Outline records:
··········
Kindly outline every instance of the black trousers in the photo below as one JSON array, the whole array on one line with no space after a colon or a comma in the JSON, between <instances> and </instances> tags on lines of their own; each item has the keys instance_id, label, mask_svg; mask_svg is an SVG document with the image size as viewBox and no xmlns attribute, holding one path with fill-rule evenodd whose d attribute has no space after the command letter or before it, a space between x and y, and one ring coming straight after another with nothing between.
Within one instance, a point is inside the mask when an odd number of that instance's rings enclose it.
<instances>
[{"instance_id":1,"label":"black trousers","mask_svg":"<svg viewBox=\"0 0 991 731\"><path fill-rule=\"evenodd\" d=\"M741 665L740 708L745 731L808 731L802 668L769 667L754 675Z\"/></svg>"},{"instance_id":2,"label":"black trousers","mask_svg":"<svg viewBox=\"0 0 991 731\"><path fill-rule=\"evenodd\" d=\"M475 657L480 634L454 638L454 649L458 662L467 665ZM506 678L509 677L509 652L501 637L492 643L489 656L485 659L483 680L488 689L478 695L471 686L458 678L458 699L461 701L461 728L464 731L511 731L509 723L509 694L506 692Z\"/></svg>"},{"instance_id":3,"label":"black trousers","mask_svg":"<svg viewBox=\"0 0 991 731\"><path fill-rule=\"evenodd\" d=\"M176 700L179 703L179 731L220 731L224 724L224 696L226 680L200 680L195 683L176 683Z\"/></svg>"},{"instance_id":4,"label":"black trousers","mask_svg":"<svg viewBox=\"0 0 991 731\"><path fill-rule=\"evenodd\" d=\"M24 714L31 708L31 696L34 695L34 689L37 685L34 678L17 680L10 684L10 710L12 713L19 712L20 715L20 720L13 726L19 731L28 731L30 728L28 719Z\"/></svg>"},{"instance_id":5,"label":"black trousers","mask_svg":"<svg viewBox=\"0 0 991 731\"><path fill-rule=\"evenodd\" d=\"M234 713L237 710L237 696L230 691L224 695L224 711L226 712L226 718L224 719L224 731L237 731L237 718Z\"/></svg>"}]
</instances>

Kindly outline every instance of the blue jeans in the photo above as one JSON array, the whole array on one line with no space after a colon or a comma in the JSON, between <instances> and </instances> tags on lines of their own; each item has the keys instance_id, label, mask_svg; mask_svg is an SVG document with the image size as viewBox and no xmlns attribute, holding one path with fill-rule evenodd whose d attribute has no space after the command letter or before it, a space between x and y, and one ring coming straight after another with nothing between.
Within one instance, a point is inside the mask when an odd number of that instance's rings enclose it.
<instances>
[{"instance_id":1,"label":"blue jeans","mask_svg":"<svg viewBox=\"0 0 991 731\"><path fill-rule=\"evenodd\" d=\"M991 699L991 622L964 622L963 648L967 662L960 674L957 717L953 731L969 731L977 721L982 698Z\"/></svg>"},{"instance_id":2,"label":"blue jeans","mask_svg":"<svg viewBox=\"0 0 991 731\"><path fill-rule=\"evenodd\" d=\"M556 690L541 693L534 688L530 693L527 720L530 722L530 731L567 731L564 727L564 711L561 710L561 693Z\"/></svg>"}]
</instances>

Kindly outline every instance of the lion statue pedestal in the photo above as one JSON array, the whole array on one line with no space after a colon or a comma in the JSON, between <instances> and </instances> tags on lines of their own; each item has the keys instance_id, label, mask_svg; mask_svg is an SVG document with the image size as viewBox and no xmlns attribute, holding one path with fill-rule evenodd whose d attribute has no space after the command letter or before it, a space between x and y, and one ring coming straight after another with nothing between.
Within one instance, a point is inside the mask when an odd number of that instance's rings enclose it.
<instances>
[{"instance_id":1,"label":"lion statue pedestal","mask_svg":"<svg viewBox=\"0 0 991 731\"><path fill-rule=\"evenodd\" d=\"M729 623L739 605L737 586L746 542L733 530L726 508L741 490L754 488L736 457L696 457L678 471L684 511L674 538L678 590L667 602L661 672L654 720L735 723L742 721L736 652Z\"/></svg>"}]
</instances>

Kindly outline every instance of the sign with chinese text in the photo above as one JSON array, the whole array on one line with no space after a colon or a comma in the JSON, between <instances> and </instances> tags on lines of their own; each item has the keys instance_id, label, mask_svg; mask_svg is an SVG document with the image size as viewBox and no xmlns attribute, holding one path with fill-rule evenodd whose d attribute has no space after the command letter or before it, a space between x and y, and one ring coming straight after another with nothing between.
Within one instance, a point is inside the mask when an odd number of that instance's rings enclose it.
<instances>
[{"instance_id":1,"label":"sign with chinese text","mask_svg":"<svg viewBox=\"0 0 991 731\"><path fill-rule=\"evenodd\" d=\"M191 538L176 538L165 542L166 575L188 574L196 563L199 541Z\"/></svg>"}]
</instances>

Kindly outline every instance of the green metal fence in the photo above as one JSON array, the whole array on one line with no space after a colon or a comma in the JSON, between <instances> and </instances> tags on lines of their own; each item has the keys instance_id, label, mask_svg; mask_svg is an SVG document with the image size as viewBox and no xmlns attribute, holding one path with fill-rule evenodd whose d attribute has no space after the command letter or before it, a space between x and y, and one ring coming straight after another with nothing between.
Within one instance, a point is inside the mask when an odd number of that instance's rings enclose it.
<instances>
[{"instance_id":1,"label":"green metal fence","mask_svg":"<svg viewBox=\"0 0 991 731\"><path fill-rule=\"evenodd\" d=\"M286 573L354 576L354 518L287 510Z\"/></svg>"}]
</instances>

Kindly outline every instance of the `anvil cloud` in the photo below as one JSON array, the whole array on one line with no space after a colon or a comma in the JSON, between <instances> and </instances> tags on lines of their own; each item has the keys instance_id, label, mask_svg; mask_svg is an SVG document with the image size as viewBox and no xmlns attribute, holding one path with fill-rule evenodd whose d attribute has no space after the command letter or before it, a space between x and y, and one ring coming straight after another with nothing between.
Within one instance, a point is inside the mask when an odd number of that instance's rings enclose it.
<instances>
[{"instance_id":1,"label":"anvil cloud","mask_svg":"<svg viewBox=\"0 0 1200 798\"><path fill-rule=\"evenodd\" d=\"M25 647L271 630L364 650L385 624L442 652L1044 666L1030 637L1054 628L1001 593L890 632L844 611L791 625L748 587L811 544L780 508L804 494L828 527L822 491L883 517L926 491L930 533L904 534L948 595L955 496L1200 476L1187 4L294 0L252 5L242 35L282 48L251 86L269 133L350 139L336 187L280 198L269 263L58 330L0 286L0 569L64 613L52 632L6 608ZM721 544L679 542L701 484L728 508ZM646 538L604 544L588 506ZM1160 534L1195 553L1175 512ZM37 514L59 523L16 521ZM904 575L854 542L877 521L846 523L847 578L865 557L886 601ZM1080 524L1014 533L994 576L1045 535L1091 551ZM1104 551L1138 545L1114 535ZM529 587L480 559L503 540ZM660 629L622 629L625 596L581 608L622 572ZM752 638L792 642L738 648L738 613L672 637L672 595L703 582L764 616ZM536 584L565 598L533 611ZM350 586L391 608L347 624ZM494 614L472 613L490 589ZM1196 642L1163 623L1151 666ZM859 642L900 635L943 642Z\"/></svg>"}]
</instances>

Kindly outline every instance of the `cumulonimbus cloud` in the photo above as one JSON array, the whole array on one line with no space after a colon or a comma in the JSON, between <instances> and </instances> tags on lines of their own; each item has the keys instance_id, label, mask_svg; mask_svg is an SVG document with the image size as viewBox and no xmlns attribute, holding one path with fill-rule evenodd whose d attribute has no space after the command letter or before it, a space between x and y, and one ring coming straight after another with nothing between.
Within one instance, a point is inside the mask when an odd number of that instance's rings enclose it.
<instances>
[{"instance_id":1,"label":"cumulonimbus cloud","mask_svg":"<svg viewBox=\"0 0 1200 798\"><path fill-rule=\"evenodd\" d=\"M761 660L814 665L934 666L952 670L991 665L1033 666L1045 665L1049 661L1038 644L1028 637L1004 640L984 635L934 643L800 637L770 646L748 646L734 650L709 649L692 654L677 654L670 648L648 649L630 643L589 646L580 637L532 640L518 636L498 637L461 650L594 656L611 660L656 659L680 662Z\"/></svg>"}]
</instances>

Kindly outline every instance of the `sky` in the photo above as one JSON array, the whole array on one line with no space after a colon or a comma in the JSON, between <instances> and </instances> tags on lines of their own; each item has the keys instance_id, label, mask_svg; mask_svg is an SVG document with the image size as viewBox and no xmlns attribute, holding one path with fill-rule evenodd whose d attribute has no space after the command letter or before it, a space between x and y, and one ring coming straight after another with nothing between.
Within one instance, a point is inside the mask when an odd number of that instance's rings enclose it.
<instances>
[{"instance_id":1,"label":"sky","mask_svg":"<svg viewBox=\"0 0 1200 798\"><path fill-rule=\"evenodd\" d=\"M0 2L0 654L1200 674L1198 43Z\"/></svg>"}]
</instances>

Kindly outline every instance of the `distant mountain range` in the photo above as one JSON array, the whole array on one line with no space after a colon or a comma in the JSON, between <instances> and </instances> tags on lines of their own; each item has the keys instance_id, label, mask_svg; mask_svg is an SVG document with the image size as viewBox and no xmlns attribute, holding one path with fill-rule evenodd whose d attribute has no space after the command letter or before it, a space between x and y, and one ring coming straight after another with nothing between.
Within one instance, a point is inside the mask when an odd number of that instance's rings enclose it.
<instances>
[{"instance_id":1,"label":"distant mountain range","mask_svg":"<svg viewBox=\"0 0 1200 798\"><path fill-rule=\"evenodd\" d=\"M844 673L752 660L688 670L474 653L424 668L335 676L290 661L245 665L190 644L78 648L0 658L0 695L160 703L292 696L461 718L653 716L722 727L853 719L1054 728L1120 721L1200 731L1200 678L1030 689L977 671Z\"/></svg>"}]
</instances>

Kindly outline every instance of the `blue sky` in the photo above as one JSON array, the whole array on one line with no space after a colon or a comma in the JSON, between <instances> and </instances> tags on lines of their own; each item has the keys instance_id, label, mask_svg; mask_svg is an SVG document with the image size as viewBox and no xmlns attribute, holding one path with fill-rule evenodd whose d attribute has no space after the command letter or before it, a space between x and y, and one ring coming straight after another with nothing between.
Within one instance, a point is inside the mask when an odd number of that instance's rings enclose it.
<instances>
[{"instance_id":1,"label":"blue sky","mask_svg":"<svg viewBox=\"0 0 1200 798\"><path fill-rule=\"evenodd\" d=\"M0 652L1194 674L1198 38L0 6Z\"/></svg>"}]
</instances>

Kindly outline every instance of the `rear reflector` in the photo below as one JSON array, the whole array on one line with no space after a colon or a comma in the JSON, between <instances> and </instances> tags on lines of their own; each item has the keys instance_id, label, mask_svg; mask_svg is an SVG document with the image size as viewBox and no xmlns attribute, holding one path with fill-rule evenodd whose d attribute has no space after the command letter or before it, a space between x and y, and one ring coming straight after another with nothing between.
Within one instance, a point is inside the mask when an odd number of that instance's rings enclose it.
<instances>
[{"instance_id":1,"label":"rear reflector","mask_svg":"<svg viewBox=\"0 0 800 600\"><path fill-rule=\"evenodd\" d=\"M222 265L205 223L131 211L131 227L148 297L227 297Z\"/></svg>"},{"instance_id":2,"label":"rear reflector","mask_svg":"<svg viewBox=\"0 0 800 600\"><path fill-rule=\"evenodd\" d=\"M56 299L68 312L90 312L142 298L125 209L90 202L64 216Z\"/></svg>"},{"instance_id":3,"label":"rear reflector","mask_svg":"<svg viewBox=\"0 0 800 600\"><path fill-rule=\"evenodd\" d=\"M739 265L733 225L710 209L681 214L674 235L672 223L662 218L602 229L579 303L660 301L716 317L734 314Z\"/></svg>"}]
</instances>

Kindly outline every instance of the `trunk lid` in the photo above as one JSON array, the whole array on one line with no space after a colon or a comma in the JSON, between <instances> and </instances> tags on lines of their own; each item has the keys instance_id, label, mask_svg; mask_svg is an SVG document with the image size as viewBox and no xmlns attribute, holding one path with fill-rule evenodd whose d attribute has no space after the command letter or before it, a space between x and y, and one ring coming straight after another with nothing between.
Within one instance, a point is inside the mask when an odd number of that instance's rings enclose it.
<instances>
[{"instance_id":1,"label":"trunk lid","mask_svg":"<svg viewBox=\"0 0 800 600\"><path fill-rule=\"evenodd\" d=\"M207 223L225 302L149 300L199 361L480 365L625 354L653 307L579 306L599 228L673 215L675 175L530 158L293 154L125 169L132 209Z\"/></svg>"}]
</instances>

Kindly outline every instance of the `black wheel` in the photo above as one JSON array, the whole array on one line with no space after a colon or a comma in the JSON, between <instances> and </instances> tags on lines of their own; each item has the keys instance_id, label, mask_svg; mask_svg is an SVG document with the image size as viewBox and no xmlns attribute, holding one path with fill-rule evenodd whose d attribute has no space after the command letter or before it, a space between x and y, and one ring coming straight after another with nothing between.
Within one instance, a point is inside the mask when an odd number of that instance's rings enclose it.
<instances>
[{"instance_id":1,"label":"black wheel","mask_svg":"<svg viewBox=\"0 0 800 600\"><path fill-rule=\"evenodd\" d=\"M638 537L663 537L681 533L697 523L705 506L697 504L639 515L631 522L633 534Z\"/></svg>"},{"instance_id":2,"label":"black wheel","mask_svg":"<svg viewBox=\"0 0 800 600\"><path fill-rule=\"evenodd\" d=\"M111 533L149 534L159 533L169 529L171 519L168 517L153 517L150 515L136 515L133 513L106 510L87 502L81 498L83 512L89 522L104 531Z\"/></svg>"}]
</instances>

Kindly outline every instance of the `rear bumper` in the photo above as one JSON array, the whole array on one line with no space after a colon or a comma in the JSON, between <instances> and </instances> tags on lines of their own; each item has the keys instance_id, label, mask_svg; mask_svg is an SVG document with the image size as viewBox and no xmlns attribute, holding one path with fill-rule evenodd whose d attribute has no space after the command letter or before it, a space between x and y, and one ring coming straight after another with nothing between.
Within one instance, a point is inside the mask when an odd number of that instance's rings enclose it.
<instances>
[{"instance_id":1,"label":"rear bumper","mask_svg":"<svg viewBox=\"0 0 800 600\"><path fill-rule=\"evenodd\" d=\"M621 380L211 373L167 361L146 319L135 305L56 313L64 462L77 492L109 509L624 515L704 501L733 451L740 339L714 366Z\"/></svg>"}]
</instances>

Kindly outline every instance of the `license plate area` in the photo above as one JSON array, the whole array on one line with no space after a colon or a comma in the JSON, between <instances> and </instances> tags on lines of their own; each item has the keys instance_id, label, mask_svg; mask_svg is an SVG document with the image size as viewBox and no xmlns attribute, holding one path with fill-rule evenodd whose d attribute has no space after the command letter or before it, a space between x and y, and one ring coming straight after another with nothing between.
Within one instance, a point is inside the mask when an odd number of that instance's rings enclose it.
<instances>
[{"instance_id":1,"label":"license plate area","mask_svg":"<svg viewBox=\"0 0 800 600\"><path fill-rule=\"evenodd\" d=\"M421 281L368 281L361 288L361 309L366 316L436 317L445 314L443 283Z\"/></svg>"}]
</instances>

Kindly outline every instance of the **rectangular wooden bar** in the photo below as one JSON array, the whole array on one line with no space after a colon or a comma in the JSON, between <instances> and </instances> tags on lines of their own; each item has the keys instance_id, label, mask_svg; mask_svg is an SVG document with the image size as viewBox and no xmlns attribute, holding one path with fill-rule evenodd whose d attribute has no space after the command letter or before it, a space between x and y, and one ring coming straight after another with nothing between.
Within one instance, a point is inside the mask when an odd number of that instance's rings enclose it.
··········
Stated goal>
Filter the listing above, keeping only the lines that contain the string "rectangular". Copy each of those lines in full.

Answer to the problem>
Kindly outline every instance of the **rectangular wooden bar** in the photo below as one JSON array, the whole array on one line with no space after a colon or a comma in the JSON, between <instances> and </instances> tags on lines of their own; each item has the keys instance_id, label, mask_svg; mask_svg is an SVG document with the image size as viewBox and no xmlns attribute, holding one path with fill-rule evenodd whose d attribute has no space after the command letter or before it, a space between x and y, and one ring coming straight after another with nothing between.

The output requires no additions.